### Items
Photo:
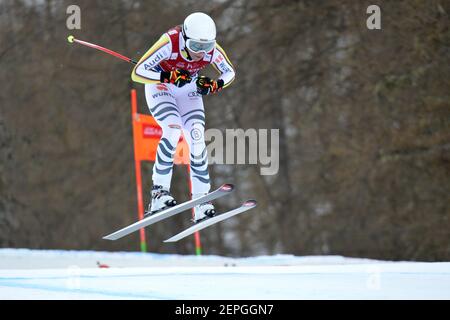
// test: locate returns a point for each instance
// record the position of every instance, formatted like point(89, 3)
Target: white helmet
point(199, 32)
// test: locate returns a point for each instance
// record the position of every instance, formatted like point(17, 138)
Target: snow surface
point(54, 274)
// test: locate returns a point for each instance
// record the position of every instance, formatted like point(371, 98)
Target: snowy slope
point(33, 274)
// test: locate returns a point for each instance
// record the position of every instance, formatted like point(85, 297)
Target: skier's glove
point(177, 77)
point(207, 86)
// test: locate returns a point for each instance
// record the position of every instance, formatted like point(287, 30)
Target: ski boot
point(161, 200)
point(203, 211)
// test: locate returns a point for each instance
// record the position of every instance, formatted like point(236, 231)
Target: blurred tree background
point(364, 119)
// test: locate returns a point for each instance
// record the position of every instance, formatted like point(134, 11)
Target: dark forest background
point(364, 119)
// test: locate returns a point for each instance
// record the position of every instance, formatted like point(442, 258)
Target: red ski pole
point(72, 39)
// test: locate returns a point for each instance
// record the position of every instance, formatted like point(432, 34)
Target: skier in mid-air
point(174, 90)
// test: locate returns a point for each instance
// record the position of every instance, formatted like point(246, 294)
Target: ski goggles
point(200, 46)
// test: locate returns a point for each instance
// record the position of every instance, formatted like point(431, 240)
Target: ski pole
point(72, 39)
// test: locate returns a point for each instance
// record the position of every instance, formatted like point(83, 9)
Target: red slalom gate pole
point(137, 163)
point(198, 245)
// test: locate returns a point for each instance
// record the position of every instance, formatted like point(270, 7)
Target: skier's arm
point(144, 71)
point(223, 65)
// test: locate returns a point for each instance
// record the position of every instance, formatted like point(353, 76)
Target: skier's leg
point(193, 119)
point(163, 107)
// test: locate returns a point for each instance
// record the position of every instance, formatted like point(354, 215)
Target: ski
point(167, 213)
point(247, 205)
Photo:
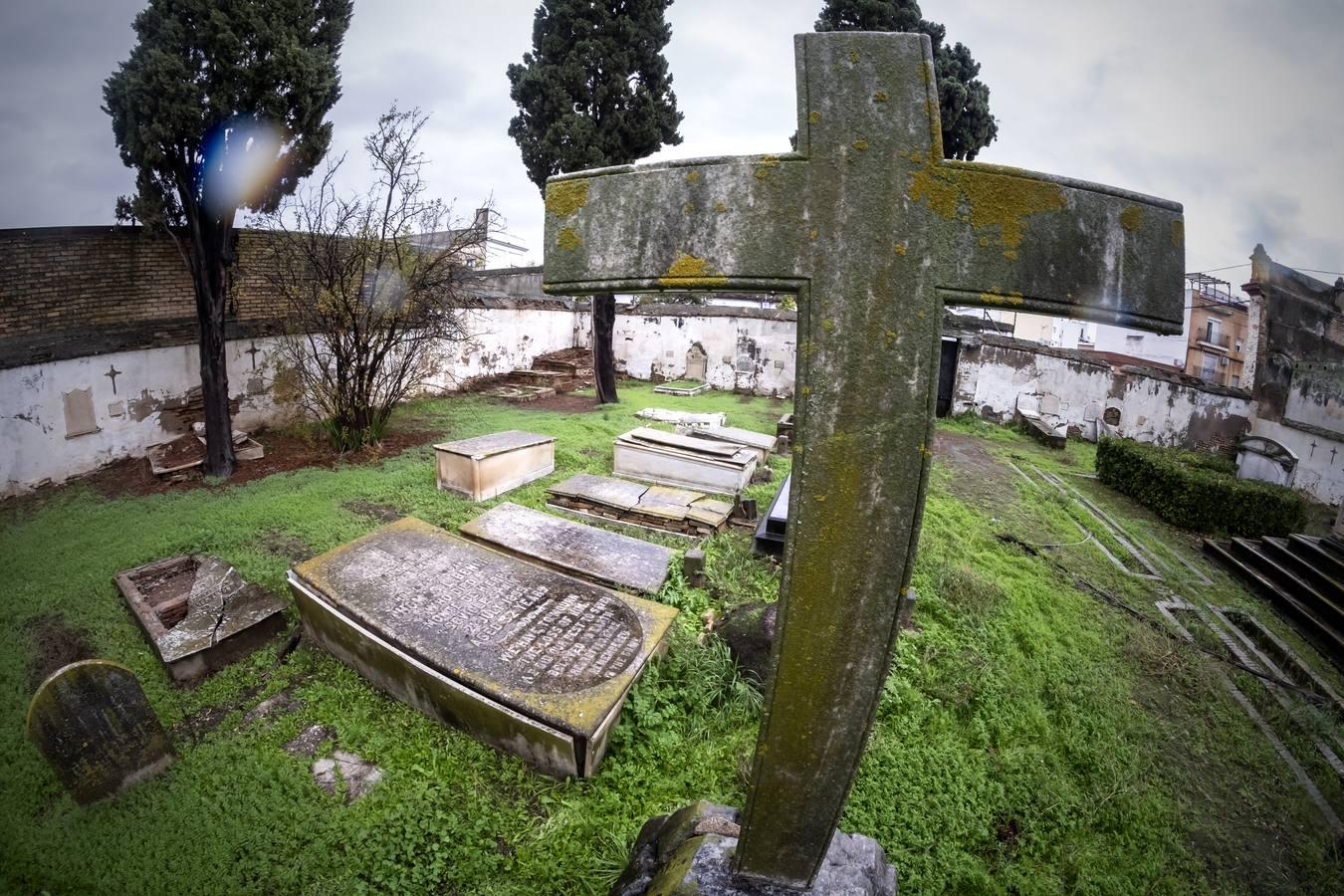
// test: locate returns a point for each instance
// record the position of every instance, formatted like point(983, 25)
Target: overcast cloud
point(1233, 108)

### Exercise
Update the lines from the start of the records through the line with "point(223, 65)" by replacing "Target" with "Object" and keeping everything else the same. Leave the pictures out of your answer.

### Response for this exercise
Photo:
// test: locate returns a point for each instance
// record the position of every instance, formatted like point(89, 3)
Object: white helmet
point(199, 32)
// test: locate returns a point for each instance
// record the position of every instance, formatted like point(17, 138)
Object: snow surface
point(54, 274)
// test: locate returns a point for each instance
// record the position of every instance, formatted like point(371, 98)
Object: snowy slope
point(33, 274)
// test: locate returns a point for each instance
// record the position of every instance, formatted like point(85, 297)
Object: skier's glove
point(177, 77)
point(207, 86)
// test: locate returns a point for each instance
// record the position of every instance, formatted like point(287, 30)
Object: ski boot
point(161, 200)
point(203, 211)
// test: locate returns a point for each instance
// record the position of every instance, formatted like point(236, 231)
Object: blurred tree background
point(364, 119)
// test: locate returns a point for each instance
// record the position of every instance, formatted like point(134, 11)
Object: dark forest background
point(364, 119)
// test: locate returns a point for each instance
// record the position of every instance, formatted like point(442, 258)
Object: red ski pole
point(72, 39)
// test: locate returns a point for each instance
// record the position of every instance, formatted like point(432, 34)
Object: skier in mid-air
point(174, 90)
// test: locate returns a point for each instance
// record the position of every instance, formatted like point(246, 294)
Object: ski goggles
point(200, 46)
// test: locate returns a point for each instance
// record the position of every instance, formatted like point(431, 240)
Object: ski pole
point(72, 39)
// test: locate returns a point for each instance
// record the position of every instance, formatted like point(83, 9)
Object: red slalom gate pole
point(137, 163)
point(198, 245)
// test: locate returns a point for each instance
// record the position of every instance, formatted like point(270, 7)
Object: skier's arm
point(144, 71)
point(223, 65)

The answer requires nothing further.